# Information given

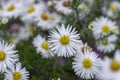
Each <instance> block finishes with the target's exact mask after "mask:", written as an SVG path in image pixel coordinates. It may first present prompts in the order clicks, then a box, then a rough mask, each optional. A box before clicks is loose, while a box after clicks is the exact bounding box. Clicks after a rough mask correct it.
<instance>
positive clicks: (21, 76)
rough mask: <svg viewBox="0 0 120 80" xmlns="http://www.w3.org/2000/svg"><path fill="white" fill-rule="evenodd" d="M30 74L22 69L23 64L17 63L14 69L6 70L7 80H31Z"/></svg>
mask: <svg viewBox="0 0 120 80" xmlns="http://www.w3.org/2000/svg"><path fill="white" fill-rule="evenodd" d="M28 78H29V72H28V71H27V70H26V68H25V67H24V68H22V66H21V63H16V65H15V66H14V67H11V68H10V69H8V70H6V72H5V80H29V79H28Z"/></svg>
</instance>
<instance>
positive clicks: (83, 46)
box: [81, 46, 90, 53]
mask: <svg viewBox="0 0 120 80" xmlns="http://www.w3.org/2000/svg"><path fill="white" fill-rule="evenodd" d="M81 50H82V53H84V50H86V51H90V47H89V46H83V47H82V49H81Z"/></svg>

# Task
Reproduce every line of the records above verbatim, omitting the pictures.

# Written solution
Each <instance> block finishes with the target's exact mask after "mask:", written as an SVG path in image pixel coordinates. It may first present prompts in the order clicks, then a box, then a rough mask, each optional. A box before clicks is loose, while a box after clicks is the exact bounding box. Clicks after a rough mask correct it.
<instance>
positive clicks: (21, 76)
rough mask: <svg viewBox="0 0 120 80" xmlns="http://www.w3.org/2000/svg"><path fill="white" fill-rule="evenodd" d="M30 74L22 69L23 64L17 63L14 69L6 70L7 80H31Z"/></svg>
mask: <svg viewBox="0 0 120 80" xmlns="http://www.w3.org/2000/svg"><path fill="white" fill-rule="evenodd" d="M28 78H29V72H28V71H27V70H26V68H25V67H24V68H22V66H21V63H16V65H15V66H14V67H11V68H10V69H8V70H6V72H5V80H29V79H28Z"/></svg>
</instance>
<instance>
positive clicks: (83, 46)
box: [81, 46, 90, 53]
mask: <svg viewBox="0 0 120 80" xmlns="http://www.w3.org/2000/svg"><path fill="white" fill-rule="evenodd" d="M81 50H82V53H84V50H86V51H90V47H89V46H83V47H82V49H81Z"/></svg>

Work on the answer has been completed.